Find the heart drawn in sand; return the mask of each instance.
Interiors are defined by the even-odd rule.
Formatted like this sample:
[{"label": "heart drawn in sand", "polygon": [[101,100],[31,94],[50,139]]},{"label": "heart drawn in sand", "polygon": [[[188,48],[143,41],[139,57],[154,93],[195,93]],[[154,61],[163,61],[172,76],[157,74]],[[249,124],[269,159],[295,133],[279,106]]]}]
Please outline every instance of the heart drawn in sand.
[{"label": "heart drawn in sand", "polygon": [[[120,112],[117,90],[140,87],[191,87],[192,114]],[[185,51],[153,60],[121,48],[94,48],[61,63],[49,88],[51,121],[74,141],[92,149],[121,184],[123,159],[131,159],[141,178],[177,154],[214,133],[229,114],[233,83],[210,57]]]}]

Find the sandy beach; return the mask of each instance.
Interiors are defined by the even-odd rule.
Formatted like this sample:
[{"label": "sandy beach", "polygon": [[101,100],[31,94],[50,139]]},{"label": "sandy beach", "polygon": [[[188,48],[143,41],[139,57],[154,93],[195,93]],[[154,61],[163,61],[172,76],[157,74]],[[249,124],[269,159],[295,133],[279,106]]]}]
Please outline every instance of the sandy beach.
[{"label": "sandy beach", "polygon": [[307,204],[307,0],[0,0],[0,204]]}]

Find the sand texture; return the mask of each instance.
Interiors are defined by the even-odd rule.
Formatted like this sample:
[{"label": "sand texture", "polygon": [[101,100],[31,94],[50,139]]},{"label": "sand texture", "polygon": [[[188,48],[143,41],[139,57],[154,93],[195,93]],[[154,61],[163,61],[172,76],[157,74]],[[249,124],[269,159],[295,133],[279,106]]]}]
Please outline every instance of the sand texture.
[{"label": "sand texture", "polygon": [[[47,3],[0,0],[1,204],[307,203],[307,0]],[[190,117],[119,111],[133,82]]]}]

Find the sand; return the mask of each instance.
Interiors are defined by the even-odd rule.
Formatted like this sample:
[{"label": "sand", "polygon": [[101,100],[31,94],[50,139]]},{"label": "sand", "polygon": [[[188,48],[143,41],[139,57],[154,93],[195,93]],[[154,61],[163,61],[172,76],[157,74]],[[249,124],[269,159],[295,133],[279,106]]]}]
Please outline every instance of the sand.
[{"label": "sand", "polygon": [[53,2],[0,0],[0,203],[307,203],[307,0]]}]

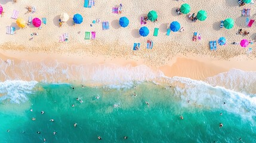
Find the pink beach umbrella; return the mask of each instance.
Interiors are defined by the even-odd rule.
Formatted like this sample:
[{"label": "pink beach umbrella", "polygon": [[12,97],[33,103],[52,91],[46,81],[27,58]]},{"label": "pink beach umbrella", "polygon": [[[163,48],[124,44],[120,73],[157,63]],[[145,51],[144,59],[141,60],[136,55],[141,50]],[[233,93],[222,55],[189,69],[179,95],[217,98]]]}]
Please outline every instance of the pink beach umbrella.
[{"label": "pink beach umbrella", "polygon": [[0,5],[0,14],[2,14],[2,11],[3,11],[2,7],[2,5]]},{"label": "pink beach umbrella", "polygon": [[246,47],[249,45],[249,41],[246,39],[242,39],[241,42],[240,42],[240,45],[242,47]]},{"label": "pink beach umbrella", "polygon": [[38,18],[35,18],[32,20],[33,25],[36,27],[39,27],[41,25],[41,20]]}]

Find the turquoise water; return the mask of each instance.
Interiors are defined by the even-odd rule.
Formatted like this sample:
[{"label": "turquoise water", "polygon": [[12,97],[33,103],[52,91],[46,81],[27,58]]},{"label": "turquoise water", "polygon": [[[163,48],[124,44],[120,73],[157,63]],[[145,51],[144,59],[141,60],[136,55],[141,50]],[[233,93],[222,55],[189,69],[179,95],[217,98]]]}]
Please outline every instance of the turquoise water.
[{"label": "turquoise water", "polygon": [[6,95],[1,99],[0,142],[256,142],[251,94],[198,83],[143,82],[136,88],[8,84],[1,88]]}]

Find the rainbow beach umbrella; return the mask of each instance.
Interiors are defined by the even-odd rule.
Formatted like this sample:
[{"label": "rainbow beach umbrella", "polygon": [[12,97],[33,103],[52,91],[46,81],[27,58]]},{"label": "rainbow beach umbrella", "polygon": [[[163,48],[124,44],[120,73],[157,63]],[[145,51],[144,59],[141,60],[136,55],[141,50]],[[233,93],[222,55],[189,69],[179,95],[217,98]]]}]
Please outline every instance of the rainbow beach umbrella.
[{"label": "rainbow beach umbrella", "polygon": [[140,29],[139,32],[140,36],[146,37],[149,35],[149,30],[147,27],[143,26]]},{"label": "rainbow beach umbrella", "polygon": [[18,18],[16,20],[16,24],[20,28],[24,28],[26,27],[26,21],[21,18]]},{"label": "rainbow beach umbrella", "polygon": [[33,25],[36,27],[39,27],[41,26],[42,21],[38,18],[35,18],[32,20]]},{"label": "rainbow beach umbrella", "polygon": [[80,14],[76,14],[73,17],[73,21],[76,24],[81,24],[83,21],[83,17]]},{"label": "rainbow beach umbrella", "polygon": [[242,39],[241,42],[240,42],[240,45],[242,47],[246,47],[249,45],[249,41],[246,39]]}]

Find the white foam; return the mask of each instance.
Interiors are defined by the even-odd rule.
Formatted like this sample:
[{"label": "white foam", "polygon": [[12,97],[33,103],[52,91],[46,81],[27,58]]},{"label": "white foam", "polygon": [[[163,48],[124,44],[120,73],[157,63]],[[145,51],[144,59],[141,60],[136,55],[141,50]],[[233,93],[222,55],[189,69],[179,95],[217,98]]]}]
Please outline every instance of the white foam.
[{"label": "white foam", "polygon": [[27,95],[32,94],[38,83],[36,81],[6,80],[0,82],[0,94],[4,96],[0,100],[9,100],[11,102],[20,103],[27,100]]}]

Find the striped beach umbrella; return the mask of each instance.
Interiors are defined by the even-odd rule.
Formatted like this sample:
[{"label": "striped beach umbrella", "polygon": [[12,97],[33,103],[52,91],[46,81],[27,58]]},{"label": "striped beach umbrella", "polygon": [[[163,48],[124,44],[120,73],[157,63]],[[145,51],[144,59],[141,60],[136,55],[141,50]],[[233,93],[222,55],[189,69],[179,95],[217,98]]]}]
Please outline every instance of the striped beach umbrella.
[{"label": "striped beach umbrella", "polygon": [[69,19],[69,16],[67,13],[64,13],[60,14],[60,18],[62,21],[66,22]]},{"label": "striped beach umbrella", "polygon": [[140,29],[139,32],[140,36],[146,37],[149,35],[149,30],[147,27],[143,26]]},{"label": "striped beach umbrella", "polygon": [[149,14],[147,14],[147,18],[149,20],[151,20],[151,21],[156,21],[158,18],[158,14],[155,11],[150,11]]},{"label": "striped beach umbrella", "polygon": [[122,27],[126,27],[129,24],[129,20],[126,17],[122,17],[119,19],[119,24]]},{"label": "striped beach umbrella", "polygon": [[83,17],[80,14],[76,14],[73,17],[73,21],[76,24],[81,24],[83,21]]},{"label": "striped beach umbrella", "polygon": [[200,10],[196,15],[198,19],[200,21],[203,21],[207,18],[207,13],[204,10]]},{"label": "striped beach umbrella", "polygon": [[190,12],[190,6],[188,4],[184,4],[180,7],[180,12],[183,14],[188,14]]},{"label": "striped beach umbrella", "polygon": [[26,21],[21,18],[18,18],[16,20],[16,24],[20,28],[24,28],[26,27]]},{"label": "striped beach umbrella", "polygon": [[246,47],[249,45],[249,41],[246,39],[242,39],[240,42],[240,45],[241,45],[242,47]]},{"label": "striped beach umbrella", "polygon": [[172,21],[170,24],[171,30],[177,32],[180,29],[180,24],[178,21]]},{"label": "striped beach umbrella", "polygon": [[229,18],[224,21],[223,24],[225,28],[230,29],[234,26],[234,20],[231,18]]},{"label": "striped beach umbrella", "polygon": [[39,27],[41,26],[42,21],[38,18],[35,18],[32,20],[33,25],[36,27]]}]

----------

> _Written exercise_: Reproduce everything from the line containing "Find the striped" down to the end of the listing, substituting "nonzero winding rule" for "even-odd rule" and leaving all else unchanged.

> _Exercise result_:
Find the striped beach umbrella; return the mask of each instance.
Interiors are defined by the nonzero winding rule.
Formatted like this sample:
[{"label": "striped beach umbrella", "polygon": [[12,97],[33,103],[52,91],[46,81],[27,58]]},{"label": "striped beach umbrella", "polygon": [[[163,48],[124,44],[120,73],[157,63]],[[145,51],[144,59],[141,60],[136,55],[141,50]],[[233,93],[222,55],[189,69],[179,95],[217,98]]]}]
Please outline every instance of the striped beach umbrella.
[{"label": "striped beach umbrella", "polygon": [[69,19],[69,16],[67,13],[64,13],[60,14],[60,18],[62,21],[66,22]]},{"label": "striped beach umbrella", "polygon": [[140,29],[139,32],[140,36],[146,37],[149,35],[149,30],[147,27],[143,26]]},{"label": "striped beach umbrella", "polygon": [[149,14],[147,14],[147,18],[149,20],[151,20],[151,21],[156,21],[158,18],[158,14],[155,11],[150,11]]},{"label": "striped beach umbrella", "polygon": [[122,27],[126,27],[129,24],[129,20],[126,17],[122,17],[119,19],[119,24]]},{"label": "striped beach umbrella", "polygon": [[83,17],[80,14],[76,14],[73,17],[73,21],[76,24],[81,24],[83,21]]},{"label": "striped beach umbrella", "polygon": [[200,10],[196,15],[198,19],[200,21],[203,21],[207,18],[207,13],[204,10]]},{"label": "striped beach umbrella", "polygon": [[190,12],[190,6],[188,4],[184,4],[180,7],[180,12],[183,14],[188,14]]},{"label": "striped beach umbrella", "polygon": [[26,21],[21,18],[18,18],[16,20],[16,24],[20,28],[24,28],[26,27]]},{"label": "striped beach umbrella", "polygon": [[246,47],[249,45],[249,41],[246,39],[242,39],[240,42],[240,45],[241,45],[242,47]]},{"label": "striped beach umbrella", "polygon": [[172,21],[170,24],[171,30],[177,32],[180,29],[180,24],[178,21]]},{"label": "striped beach umbrella", "polygon": [[229,18],[224,21],[223,24],[225,28],[230,29],[234,26],[234,20],[231,18]]},{"label": "striped beach umbrella", "polygon": [[39,27],[41,26],[42,21],[38,18],[35,18],[32,20],[33,25],[36,27]]}]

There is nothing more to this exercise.